EXERCISE INSTRUCTIONS:
(A) Switch "railroad line" to "rail line" in the article on the Marble Hill and Lutesville merger, and write out the passage from "Linda Redeffer" to "a railroad line." with that change.
(B) Carry on the article about the Marble Hill and Lutesville merger, picking up after its final sentence.

MARBLE HILL, Mo. -- Once neighbors, Marble Hill and Lutesville have been combined for 25 years now. In April 1985, voters of Marble Hill and Lutesville chose to merge the towns. In Marble Hill the vote was 128 yes; 125 no. Lutesville's voters were more inclined to approve it, with a vote of 200 yes and 43 no votes. Today marks the 25th anniversary of the merger...

Linda Redeffer

MARBLE HILL, Mo. -- Once neighbors, Marble Hill and Lutesville have been combined for 25 years now. In April 1985, voters of Marble Hill and Lutesville chose to merge the towns. In Marble Hill the vote was 128 yes; 125 no. Lutesville's voters were more inclined to approve it, with a vote of 200 yes and 43 no votes. Today marks the 25th anniversary of the merger.

Marble Hill was founded around the Bollinger County Courthouse and thus the county seat; Lutesville was centered on a railroad line.

GIVEN RECORDS:
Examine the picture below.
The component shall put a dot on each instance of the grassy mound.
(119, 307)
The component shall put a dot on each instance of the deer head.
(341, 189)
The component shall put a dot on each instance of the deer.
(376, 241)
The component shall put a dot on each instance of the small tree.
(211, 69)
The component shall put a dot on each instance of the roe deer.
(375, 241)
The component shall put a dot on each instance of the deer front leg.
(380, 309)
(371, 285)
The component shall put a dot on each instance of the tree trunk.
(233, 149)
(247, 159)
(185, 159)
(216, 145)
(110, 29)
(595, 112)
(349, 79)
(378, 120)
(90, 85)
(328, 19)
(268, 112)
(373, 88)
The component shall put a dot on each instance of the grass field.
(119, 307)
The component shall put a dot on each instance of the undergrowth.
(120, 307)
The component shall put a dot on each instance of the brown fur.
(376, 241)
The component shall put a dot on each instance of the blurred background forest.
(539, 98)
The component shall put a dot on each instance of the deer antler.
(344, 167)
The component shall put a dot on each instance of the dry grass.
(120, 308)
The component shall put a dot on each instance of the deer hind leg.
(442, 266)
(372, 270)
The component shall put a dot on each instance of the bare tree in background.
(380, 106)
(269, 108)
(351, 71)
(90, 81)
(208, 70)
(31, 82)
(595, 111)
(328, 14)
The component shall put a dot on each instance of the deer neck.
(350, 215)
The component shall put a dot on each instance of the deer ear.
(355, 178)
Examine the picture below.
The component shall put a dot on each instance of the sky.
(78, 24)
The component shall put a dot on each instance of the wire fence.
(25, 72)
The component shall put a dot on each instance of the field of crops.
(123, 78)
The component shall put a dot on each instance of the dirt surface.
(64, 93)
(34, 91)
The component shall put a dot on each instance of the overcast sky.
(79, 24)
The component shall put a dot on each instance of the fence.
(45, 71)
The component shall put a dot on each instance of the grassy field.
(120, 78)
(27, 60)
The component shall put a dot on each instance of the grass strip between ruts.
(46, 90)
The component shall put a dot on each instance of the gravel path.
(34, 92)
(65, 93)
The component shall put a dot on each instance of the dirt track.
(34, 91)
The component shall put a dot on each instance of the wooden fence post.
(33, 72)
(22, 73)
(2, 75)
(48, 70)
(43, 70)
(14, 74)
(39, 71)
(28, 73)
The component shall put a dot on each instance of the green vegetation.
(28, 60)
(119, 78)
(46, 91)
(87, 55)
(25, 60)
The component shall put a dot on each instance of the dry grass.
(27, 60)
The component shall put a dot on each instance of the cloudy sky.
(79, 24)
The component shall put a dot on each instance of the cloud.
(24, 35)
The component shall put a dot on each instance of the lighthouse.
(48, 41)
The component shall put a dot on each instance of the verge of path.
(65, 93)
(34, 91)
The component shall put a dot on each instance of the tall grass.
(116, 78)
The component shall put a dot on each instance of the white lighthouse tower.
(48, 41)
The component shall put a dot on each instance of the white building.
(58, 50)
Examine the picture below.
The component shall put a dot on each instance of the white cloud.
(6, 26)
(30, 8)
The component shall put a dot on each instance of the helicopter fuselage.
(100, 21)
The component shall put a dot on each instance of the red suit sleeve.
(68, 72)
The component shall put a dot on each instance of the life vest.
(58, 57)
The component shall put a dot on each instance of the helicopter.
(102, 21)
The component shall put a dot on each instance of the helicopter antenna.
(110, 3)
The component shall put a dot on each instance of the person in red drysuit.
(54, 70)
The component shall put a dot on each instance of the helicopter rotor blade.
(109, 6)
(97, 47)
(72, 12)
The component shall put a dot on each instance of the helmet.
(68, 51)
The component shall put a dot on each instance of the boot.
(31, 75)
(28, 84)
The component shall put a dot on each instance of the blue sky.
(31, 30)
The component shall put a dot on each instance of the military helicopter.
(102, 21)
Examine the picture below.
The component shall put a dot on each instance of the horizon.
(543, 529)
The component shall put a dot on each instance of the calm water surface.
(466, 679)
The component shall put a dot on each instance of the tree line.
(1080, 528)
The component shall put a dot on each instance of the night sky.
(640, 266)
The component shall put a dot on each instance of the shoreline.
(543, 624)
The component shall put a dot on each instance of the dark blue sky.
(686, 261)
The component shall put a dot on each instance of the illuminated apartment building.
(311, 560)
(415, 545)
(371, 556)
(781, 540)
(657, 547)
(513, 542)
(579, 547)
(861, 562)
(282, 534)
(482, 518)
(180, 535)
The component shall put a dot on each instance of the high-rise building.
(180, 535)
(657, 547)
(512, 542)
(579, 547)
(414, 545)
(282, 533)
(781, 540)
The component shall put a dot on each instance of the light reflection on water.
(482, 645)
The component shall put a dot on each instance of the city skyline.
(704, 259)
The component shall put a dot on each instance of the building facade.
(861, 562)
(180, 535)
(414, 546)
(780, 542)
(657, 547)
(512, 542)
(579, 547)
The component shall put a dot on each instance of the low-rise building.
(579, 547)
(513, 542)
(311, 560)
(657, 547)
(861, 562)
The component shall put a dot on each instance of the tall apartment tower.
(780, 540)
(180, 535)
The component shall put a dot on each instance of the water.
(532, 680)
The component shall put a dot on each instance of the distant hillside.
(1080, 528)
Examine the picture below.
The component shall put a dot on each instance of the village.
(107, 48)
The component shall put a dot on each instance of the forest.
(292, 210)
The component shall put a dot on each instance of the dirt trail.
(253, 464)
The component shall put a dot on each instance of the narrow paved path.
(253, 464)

RESPONSES TO THE EXERCISE:
(A)
Linda Redeffer

MARBLE HILL, Mo. -- Once neighbors, Marble Hill and Lutesville have been combined for 25 years now. In April 1985, voters of Marble Hill and Lutesville chose to merge the towns. In Marble Hill the vote was 128 yes; 125 no. Lutesville's voters were more inclined to approve it, with a vote of 200 yes and 43 no votes. Today marks the 25th anniversary of the merger.

Marble Hill was founded around the Bollinger County Courthouse and thus the county seat; Lutesville was centered on a rail line.

(B)
Both towns had a downtown business district, a post office, a city government and a marshal. Each town had its identity. Each had schools until they consolidated into the Woodland School District.

They existed independently on either side of Crooked Creek. But in the early 1980s, Marble Hill applied for and received a $100,000 grant for a water tower. Around the same time, Lutesville was turned down for a grant of $500,000 for a sewer system. The cities learned they had a better chance of improving their water and sewer systems if they were combined.

"It was more or less brought about because of the economy at that time," said Marble Hill administrative assistant Gary Shrum, who is also Lutesville's last city marshal.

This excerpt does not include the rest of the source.